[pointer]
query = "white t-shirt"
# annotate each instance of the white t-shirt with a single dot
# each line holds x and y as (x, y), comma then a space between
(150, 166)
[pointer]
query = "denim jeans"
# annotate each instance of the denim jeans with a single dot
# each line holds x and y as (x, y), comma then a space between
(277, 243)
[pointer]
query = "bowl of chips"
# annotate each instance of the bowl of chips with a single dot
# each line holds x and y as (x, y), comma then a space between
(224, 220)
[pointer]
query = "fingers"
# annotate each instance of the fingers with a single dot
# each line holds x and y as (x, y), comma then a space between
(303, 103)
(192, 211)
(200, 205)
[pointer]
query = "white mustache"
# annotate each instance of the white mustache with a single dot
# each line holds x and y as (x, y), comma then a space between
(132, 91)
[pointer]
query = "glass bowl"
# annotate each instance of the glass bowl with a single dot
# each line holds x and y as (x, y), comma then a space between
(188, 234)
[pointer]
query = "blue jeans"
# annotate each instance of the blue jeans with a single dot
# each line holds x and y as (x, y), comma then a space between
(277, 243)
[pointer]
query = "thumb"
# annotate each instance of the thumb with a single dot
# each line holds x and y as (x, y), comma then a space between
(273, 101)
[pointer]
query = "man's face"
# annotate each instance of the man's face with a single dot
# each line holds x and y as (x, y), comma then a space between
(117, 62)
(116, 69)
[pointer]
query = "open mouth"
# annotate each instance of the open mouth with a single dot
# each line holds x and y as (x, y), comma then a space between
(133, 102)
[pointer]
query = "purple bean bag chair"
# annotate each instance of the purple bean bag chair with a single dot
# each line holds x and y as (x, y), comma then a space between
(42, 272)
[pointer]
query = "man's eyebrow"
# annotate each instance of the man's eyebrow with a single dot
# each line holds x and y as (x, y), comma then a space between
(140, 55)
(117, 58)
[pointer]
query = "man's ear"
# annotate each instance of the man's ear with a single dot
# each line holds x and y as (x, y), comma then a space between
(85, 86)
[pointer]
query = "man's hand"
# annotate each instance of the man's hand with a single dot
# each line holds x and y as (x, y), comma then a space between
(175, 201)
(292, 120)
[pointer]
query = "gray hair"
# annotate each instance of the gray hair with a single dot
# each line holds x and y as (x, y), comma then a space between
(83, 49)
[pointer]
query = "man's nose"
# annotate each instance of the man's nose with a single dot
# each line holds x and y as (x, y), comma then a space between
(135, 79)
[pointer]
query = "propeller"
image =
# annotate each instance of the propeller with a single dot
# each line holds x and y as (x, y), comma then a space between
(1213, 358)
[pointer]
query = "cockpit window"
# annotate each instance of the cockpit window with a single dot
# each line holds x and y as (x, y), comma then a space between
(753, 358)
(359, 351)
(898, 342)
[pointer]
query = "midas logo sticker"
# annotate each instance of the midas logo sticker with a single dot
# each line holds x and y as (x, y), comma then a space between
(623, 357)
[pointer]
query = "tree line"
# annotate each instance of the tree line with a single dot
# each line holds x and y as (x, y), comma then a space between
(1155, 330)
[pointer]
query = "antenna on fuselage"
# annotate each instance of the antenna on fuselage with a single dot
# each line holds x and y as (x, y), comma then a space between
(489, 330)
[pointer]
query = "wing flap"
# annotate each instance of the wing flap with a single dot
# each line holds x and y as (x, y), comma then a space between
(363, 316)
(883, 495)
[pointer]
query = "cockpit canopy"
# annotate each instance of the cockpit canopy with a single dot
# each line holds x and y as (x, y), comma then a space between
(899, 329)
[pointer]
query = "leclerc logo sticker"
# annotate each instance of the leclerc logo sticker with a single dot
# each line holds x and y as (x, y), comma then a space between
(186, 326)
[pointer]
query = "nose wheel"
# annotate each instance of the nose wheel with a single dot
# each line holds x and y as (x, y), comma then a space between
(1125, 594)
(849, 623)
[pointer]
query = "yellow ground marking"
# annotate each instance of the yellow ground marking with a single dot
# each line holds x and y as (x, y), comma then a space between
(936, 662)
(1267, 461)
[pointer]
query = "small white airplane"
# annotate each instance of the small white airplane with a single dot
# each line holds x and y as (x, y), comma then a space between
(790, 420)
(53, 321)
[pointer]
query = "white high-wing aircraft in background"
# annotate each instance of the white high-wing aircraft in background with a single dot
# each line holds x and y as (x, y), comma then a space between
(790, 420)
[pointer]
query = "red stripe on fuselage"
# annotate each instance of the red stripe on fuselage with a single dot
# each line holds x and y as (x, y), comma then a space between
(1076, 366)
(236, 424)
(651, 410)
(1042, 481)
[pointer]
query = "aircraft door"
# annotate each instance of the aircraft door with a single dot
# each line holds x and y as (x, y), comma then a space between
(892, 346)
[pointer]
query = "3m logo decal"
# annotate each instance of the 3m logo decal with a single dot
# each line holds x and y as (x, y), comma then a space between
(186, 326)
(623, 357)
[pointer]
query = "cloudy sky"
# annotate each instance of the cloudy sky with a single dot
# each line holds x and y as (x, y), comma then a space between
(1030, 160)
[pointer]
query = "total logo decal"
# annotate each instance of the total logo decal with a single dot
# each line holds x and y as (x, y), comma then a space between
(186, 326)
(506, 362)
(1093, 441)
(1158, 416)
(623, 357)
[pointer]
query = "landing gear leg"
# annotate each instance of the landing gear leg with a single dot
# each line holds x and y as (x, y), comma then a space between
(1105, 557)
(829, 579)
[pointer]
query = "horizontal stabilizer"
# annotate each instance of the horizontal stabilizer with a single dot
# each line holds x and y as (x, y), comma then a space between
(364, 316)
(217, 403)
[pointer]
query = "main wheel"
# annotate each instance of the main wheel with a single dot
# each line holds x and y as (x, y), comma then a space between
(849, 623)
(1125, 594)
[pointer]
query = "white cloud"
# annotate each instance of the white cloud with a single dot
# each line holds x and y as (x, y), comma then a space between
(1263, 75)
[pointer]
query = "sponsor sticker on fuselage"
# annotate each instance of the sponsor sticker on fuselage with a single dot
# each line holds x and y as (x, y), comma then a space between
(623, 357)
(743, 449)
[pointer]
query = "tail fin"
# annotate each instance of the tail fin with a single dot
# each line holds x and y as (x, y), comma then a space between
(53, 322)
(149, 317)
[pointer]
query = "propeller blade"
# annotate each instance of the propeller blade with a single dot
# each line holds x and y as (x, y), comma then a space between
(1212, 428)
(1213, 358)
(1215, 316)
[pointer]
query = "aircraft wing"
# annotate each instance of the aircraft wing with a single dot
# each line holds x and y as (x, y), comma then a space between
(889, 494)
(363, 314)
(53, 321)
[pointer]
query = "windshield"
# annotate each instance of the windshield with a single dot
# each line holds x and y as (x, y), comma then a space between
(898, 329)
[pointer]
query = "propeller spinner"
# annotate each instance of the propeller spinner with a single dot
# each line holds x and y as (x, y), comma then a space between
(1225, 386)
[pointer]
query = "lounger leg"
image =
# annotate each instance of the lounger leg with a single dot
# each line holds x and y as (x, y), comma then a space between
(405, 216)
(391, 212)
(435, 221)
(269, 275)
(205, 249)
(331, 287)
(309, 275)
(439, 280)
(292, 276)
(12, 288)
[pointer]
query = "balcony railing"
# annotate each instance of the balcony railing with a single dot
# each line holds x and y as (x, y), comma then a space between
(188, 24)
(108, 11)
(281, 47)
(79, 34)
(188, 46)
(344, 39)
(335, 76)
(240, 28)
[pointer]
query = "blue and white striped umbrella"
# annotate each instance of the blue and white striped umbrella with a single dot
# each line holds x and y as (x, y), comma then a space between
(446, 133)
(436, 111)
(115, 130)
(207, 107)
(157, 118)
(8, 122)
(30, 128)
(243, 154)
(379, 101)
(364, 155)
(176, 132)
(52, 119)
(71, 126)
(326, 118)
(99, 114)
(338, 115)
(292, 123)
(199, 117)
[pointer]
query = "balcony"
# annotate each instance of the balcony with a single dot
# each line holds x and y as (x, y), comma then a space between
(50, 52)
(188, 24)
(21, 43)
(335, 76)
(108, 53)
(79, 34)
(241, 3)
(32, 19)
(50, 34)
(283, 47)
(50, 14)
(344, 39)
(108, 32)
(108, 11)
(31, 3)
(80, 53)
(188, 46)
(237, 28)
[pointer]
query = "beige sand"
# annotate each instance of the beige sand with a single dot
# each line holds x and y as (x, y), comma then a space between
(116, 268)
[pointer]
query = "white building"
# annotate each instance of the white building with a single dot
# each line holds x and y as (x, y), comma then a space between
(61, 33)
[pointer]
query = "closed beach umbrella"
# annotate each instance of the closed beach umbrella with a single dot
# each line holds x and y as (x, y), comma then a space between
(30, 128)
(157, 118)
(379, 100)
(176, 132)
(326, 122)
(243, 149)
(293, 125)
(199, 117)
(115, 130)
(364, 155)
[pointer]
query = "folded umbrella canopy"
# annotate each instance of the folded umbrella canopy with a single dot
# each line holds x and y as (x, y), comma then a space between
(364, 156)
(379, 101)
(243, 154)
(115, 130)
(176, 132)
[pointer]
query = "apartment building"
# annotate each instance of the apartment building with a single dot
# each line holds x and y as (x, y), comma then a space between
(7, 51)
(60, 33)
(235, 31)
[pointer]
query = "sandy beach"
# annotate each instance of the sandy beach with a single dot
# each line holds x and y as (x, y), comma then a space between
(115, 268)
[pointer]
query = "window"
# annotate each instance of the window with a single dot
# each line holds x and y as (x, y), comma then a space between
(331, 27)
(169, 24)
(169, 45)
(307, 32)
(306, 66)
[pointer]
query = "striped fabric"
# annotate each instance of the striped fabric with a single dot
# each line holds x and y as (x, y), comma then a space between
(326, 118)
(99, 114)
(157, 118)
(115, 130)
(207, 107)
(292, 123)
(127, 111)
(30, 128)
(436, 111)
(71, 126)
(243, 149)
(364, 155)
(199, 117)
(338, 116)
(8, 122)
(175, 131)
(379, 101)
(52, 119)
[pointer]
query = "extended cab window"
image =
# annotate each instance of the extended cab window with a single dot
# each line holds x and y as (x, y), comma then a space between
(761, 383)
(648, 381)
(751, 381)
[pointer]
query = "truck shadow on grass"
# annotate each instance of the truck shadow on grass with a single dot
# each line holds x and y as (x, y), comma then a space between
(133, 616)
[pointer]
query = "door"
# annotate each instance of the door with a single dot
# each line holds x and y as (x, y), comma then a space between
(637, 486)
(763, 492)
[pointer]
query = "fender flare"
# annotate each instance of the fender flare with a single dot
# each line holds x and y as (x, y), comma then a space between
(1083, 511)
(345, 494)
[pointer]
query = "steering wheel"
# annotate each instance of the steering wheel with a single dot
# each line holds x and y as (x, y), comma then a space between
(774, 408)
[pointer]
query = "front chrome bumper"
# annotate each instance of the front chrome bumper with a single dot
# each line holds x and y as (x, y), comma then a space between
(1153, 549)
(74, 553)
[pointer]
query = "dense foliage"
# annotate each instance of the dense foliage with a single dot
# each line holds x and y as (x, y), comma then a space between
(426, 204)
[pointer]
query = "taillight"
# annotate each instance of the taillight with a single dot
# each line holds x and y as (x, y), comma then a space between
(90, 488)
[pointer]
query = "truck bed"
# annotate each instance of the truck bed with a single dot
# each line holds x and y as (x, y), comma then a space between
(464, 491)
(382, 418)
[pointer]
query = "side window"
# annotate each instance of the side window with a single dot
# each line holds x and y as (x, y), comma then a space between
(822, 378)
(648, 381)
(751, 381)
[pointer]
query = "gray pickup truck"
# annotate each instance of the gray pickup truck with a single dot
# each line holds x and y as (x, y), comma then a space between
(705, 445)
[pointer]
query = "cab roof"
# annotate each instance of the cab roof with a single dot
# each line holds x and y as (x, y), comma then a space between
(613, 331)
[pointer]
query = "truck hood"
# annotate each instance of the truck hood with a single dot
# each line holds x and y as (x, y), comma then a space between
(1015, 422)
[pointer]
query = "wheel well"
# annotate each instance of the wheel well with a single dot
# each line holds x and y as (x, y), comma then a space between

- - - - - - -

- _PROBLEM TO SOLVE_
Across the whole listing above, report each line that includes "total".

- _REPLY TO THE EXERCISE_
query = "total logo decal"
# annotate each instance of the total logo decal with a single dot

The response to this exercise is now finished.